[Text block]
## start
Refrigerant distributor for falling film evaporator

Abstract

A falling film evaporator includes a plurality of evaporator tubes through which a volume of thermal energy transfer medium is flowed, and a distributor to distribute a flow of liquid refrigerant over the plurality of evaporator tubes. The distributor includes a distributor box and a distribution sheet positioned at a bottom surface of the distributor box having a plurality of peaks and valleys, with sidewalls extending between each peak and each valley. A plurality of ports is located in the sidewalls to distribute the flow of liquid refrigerant downwardly over the plurality of evaporator tubes.

Description

BACKGROUND

The subject matter disclosed herein relates to heating, ventilation and air conditioning (HVAC) systems. More specifically, the subject matter disclosed herein relates to falling film evaporators for HVAC systems.

In falling film evaporators, saturated two-phase refrigerant is distributed over an evaporator tube bundle both in an axial direction along a length of the tube bundle and a lateral direction over a width of the tube bundle. Poor or uneven distribution results in reduced efficiency of the evaporator, which is compensated for by utilizing larger evaporators.
## end
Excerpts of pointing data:
## start
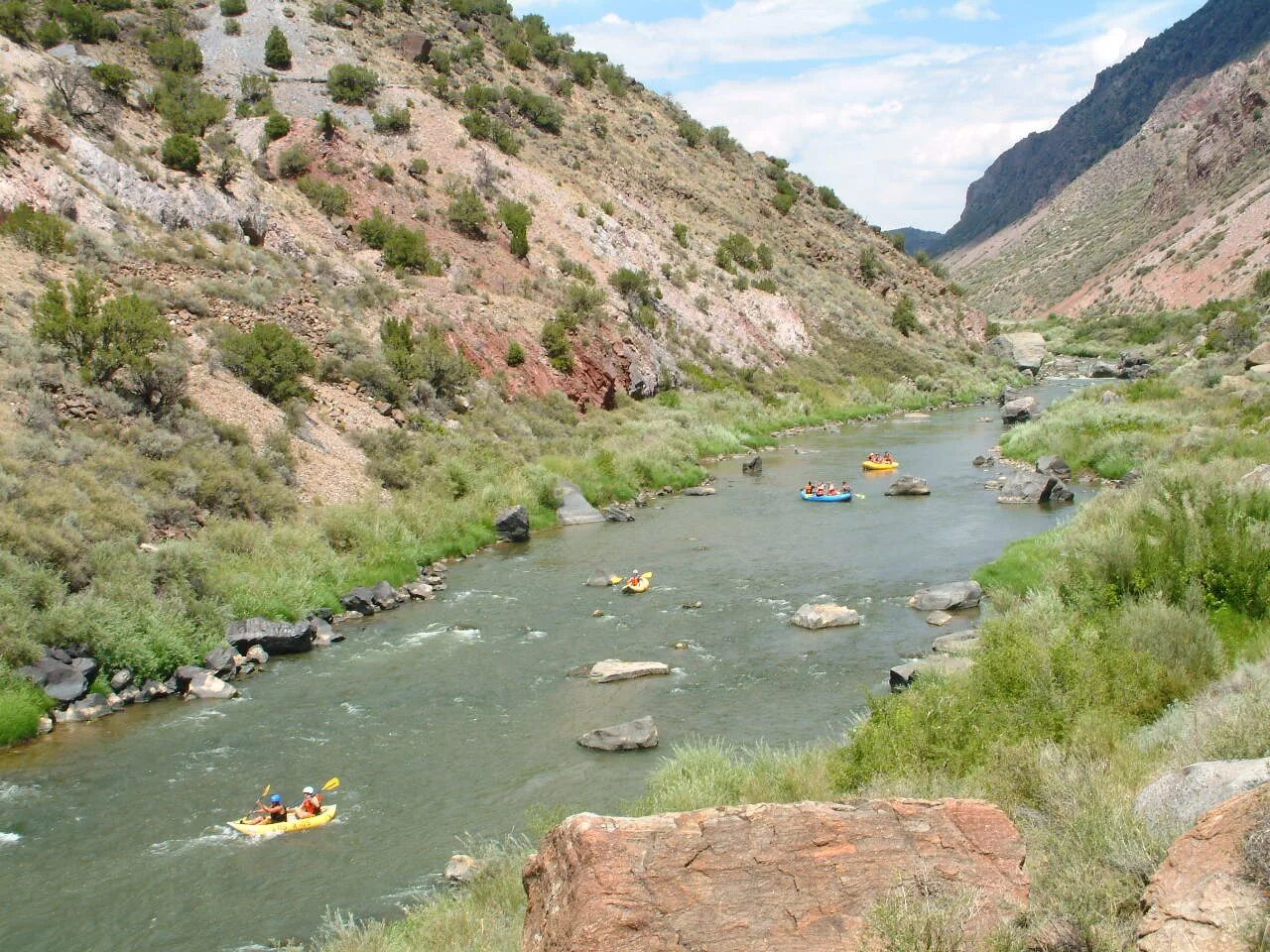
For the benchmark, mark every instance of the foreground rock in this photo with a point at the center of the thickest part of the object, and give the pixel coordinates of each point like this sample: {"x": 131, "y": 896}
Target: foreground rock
{"x": 574, "y": 509}
{"x": 611, "y": 669}
{"x": 910, "y": 486}
{"x": 1020, "y": 411}
{"x": 825, "y": 615}
{"x": 1025, "y": 349}
{"x": 779, "y": 878}
{"x": 513, "y": 525}
{"x": 1033, "y": 488}
{"x": 949, "y": 597}
{"x": 1180, "y": 797}
{"x": 1199, "y": 898}
{"x": 903, "y": 675}
{"x": 275, "y": 638}
{"x": 633, "y": 735}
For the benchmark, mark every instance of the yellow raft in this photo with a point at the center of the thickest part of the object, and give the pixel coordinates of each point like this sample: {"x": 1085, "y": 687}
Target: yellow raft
{"x": 264, "y": 829}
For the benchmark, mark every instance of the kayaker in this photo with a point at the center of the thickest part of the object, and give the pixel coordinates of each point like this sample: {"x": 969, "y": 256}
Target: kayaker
{"x": 273, "y": 811}
{"x": 310, "y": 805}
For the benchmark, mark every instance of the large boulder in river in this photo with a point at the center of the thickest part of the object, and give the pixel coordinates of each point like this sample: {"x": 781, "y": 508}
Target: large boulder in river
{"x": 910, "y": 486}
{"x": 1180, "y": 797}
{"x": 574, "y": 509}
{"x": 780, "y": 878}
{"x": 59, "y": 679}
{"x": 275, "y": 638}
{"x": 1023, "y": 488}
{"x": 949, "y": 597}
{"x": 513, "y": 525}
{"x": 633, "y": 735}
{"x": 1020, "y": 411}
{"x": 825, "y": 615}
{"x": 1202, "y": 897}
{"x": 1025, "y": 349}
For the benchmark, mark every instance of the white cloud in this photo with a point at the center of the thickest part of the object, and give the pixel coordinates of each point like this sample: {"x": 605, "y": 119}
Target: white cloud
{"x": 901, "y": 137}
{"x": 970, "y": 10}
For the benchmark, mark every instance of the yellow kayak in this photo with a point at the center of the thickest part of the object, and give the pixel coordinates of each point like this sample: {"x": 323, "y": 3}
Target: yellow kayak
{"x": 326, "y": 815}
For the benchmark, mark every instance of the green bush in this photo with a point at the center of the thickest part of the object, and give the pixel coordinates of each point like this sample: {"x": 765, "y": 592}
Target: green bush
{"x": 294, "y": 162}
{"x": 277, "y": 51}
{"x": 905, "y": 316}
{"x": 352, "y": 85}
{"x": 39, "y": 231}
{"x": 271, "y": 359}
{"x": 329, "y": 198}
{"x": 181, "y": 153}
{"x": 177, "y": 54}
{"x": 467, "y": 214}
{"x": 99, "y": 336}
{"x": 276, "y": 126}
{"x": 517, "y": 217}
{"x": 114, "y": 80}
{"x": 397, "y": 119}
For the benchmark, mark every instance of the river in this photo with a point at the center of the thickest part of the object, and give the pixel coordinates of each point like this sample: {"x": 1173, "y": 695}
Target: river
{"x": 451, "y": 719}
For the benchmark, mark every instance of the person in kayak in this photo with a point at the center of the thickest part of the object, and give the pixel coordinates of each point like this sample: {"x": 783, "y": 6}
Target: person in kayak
{"x": 273, "y": 811}
{"x": 310, "y": 805}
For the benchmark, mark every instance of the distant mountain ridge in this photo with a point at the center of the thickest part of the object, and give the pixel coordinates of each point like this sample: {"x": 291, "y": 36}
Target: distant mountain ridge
{"x": 1123, "y": 96}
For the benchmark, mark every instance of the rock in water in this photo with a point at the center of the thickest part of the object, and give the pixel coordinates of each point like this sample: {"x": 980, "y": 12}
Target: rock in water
{"x": 633, "y": 735}
{"x": 513, "y": 525}
{"x": 275, "y": 638}
{"x": 825, "y": 615}
{"x": 779, "y": 878}
{"x": 462, "y": 869}
{"x": 949, "y": 597}
{"x": 1025, "y": 349}
{"x": 1201, "y": 897}
{"x": 910, "y": 486}
{"x": 574, "y": 509}
{"x": 1020, "y": 411}
{"x": 1180, "y": 797}
{"x": 1024, "y": 488}
{"x": 611, "y": 669}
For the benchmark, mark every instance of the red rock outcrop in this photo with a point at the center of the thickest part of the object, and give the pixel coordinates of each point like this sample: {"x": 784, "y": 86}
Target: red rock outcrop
{"x": 1199, "y": 898}
{"x": 778, "y": 878}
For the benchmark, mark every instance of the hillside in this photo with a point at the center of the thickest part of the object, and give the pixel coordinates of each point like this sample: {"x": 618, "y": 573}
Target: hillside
{"x": 300, "y": 298}
{"x": 1171, "y": 218}
{"x": 1124, "y": 95}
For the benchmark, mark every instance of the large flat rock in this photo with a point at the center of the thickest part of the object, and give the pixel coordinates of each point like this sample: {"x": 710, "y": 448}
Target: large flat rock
{"x": 611, "y": 669}
{"x": 1199, "y": 898}
{"x": 779, "y": 878}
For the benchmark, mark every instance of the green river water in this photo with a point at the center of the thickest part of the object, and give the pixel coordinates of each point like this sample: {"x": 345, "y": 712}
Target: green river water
{"x": 452, "y": 719}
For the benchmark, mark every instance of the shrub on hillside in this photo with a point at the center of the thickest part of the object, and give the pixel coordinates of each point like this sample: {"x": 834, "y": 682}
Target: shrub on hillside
{"x": 277, "y": 51}
{"x": 271, "y": 359}
{"x": 181, "y": 153}
{"x": 99, "y": 336}
{"x": 352, "y": 85}
{"x": 39, "y": 231}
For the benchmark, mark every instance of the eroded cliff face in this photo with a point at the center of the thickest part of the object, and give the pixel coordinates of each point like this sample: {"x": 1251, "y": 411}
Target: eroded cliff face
{"x": 1174, "y": 217}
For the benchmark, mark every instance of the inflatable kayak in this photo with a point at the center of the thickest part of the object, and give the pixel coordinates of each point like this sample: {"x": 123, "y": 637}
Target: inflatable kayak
{"x": 326, "y": 815}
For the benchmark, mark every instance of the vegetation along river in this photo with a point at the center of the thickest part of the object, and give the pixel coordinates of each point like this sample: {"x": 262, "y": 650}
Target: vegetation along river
{"x": 454, "y": 717}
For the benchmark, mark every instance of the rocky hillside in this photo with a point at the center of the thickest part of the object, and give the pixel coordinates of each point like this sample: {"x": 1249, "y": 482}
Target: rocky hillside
{"x": 1174, "y": 217}
{"x": 1124, "y": 95}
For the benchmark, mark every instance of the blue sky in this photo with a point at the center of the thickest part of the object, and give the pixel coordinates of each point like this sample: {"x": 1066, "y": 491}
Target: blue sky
{"x": 898, "y": 104}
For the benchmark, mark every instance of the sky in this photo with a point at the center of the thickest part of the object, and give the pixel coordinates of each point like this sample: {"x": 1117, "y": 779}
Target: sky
## end
[Required actions]
1) Answer these questions from the evaporator text:
(a) Where is the distribution sheet positioned?
(b) Where are the ports that distribute the liquid refrigerant located?
(c) What does poor or uneven refrigerant distribution result in?
2) Write out the evaporator text verbatim, everything from "Refrigerant distributor for" down to "downwardly over the plurality of evaporator tubes.".

[Results for the exercise]
1)
(a) At a bottom surface of the distributor box.
(b) In the sidewalls that extend between each peak and each valley of the distribution sheet.
(c) Reduced efficiency of the evaporator, which is compensated for by utilizing larger evaporators.

2)
Refrigerant distributor for falling film evaporator

Abstract

A falling film evaporator includes a plurality of evaporator tubes through which a volume of thermal energy transfer medium is flowed, and a distributor to distribute a flow of liquid refrigerant over the plurality of evaporator tubes. The distributor includes a distributor box and a distribution sheet positioned at a bottom surface of the distributor box having a plurality of peaks and valleys, with sidewalls extending between each peak and each valley. A plurality of ports is located in the sidewalls to distribute the flow of liquid refrigerant downwardly over the plurality of evaporator tubes.